*GIVEN RECORDS*.
=== Begin Enclosure ===
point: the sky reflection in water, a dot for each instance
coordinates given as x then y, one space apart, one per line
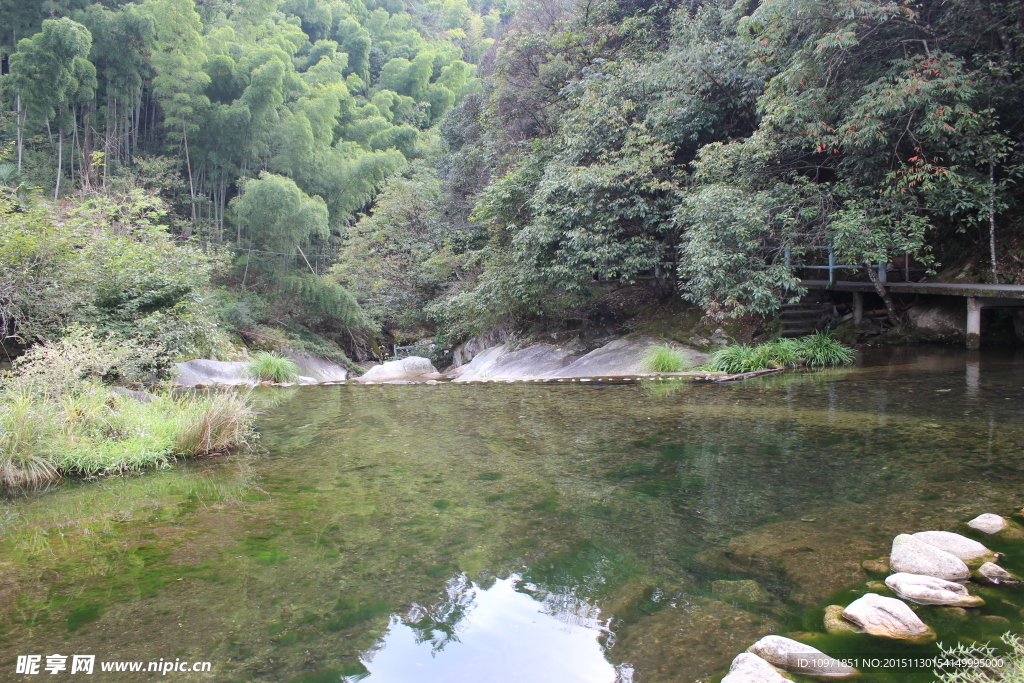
500 634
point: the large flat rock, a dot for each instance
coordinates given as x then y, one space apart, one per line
888 617
204 371
414 366
623 356
318 369
912 555
616 358
534 360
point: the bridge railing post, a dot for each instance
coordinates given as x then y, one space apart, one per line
973 323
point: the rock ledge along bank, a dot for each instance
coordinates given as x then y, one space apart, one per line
930 568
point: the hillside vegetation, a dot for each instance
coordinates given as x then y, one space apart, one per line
344 172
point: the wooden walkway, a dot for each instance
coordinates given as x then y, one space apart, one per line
941 289
977 296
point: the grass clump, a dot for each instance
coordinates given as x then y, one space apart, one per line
270 367
817 350
978 669
57 416
665 358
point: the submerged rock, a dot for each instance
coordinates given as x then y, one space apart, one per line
835 622
880 565
749 668
931 591
888 617
968 550
993 574
957 613
988 523
745 590
912 555
800 658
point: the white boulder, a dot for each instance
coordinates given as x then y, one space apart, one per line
912 555
960 546
799 658
993 574
988 523
748 668
931 591
887 617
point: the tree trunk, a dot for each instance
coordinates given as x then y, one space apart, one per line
894 316
192 184
87 170
991 221
17 120
56 188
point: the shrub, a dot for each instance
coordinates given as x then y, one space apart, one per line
212 424
822 350
270 367
665 358
816 350
980 673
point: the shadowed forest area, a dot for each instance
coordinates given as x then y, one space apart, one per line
204 174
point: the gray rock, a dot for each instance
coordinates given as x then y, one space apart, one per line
957 613
203 371
888 617
880 565
912 555
795 656
534 360
317 369
749 668
491 339
622 356
993 574
414 366
941 319
745 590
971 552
835 622
931 591
988 523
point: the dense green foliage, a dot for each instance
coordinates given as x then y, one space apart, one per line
109 265
436 167
706 147
57 417
264 126
817 350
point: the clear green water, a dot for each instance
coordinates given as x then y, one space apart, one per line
523 531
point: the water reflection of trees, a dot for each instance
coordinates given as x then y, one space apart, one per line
438 624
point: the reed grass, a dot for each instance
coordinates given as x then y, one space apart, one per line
270 367
665 358
817 350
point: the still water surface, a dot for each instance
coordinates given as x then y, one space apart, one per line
529 532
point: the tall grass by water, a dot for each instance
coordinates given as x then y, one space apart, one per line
817 350
269 367
57 417
665 358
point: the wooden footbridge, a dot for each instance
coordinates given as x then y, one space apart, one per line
977 297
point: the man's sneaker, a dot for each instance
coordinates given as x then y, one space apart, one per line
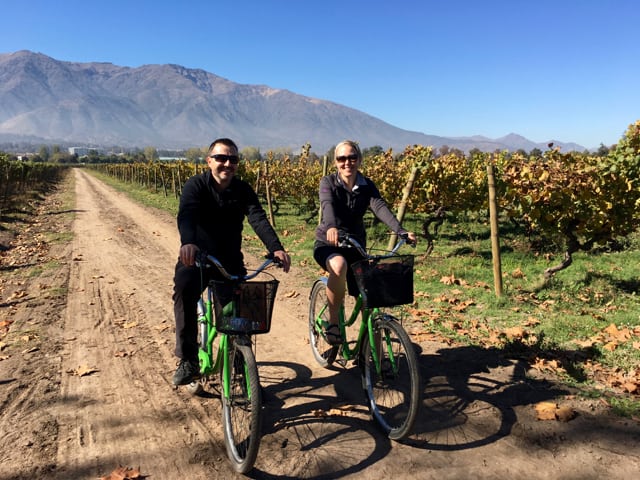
187 372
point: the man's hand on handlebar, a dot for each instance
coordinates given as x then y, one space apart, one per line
283 259
410 238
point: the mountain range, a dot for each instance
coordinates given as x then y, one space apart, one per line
44 100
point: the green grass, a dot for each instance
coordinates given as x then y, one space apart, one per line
558 318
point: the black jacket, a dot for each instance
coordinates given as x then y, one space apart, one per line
345 210
213 221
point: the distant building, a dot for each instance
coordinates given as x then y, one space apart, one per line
84 151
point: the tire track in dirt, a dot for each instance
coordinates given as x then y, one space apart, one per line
119 322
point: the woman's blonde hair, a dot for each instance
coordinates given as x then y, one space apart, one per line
350 143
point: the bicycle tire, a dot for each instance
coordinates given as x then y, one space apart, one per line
324 353
242 412
393 396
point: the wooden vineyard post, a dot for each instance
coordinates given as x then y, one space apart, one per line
406 192
267 191
325 170
495 233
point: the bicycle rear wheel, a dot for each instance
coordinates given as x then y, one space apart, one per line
324 353
242 411
393 394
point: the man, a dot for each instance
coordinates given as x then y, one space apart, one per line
212 209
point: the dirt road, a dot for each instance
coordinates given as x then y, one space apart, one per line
85 378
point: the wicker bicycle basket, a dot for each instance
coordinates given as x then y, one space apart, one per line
244 308
385 282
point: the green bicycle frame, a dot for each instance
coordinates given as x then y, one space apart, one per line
366 329
209 366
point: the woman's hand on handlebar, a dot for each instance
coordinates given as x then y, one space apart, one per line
411 239
283 259
188 254
333 236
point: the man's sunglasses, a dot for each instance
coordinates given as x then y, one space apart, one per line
221 158
344 158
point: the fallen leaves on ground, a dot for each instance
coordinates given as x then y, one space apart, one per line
125 473
551 411
83 371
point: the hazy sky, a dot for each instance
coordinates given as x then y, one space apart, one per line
565 70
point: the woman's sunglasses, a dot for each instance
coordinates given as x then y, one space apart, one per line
343 158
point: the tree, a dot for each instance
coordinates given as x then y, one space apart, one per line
43 153
251 154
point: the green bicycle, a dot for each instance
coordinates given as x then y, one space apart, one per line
382 348
233 311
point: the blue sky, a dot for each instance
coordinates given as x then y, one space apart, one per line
551 69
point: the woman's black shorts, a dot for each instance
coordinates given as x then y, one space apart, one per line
322 252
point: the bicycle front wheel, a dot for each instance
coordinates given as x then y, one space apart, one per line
242 410
324 353
393 387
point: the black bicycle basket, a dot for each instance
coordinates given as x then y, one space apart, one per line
253 302
385 282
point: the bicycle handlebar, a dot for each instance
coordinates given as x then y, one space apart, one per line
346 240
204 259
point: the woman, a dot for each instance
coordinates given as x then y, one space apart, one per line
345 197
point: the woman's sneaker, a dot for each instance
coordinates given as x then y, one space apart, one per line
187 372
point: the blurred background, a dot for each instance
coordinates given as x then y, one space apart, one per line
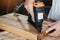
7 6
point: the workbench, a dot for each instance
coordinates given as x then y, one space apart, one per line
12 22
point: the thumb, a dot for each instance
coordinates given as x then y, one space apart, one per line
50 29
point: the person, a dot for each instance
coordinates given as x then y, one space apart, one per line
53 14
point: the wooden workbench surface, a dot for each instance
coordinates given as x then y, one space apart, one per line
12 21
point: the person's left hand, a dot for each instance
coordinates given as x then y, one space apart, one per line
56 26
29 6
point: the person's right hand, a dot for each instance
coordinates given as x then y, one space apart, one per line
29 6
55 26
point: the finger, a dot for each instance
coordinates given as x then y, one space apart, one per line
52 24
49 29
31 11
55 34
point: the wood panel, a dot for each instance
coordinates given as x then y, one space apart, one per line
8 5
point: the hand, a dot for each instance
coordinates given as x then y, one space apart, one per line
29 6
56 26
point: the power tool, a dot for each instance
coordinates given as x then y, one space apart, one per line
38 7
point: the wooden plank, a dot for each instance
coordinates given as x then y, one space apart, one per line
19 32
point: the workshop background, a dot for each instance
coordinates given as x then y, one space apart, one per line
19 21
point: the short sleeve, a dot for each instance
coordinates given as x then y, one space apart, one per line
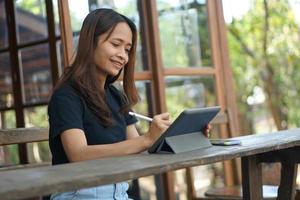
65 112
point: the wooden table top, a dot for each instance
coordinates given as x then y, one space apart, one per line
33 182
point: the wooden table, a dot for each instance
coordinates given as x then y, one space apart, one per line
18 184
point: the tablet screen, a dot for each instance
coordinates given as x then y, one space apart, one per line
189 121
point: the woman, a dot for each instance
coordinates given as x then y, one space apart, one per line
88 116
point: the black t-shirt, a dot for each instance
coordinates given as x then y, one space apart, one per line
68 110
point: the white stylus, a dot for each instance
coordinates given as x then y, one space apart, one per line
141 116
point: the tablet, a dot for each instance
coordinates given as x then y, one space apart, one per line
189 121
225 142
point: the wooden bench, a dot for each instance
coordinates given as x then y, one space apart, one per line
22 136
38 181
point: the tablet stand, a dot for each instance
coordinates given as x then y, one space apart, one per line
183 143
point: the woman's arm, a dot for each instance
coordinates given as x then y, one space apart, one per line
77 149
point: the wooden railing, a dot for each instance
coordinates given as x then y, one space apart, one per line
25 183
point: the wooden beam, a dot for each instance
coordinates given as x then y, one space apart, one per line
65 31
16 74
212 13
154 61
189 71
52 42
252 178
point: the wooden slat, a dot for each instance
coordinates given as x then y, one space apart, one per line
45 180
188 71
23 135
27 166
66 31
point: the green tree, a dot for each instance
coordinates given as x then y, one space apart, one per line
268 38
=== End Enclosure ===
All lines above between those holding "point: the white boulder, a" and "point: the reed", inclusive, must be set down unchanged, and no other line may be included.

point: the white boulder, a dot for each instance
coordinates given as x then y, one space apart, one per line
912 555
960 546
799 658
993 574
988 523
748 668
931 591
887 617
point: the tree trunk, a dot for each instance
coordinates given as x then y, one space apart, one per line
894 316
192 184
87 170
991 221
17 120
56 188
point: the shrub, a dot for each instance
coordinates given as x then y, one space apart, one per line
212 424
822 350
270 367
665 358
816 350
980 673
point: the shadowed forest area, a dot for each instance
coordinates given as x then y, one space apart, one per line
204 174
point: the gray rock, a dot for each instance
coordinates given as x then y, one space apart, one per line
957 613
203 371
888 617
880 565
912 555
795 656
534 360
317 369
749 668
491 339
622 356
993 574
414 366
941 319
745 590
971 552
835 622
931 591
988 523
point: the dense green foliage, a dot for each instance
coordinates given as x then y, one space apart, one per line
109 265
436 167
706 147
57 417
264 126
817 350
point: the clear green water, a dot for each instance
coordinates given as x then y, one space apart, one per line
523 531
point: the water reflection of trees, a dot for each instance
coordinates given as x then y, one space apart, one per line
438 624
point: the reed grass, a dot for each instance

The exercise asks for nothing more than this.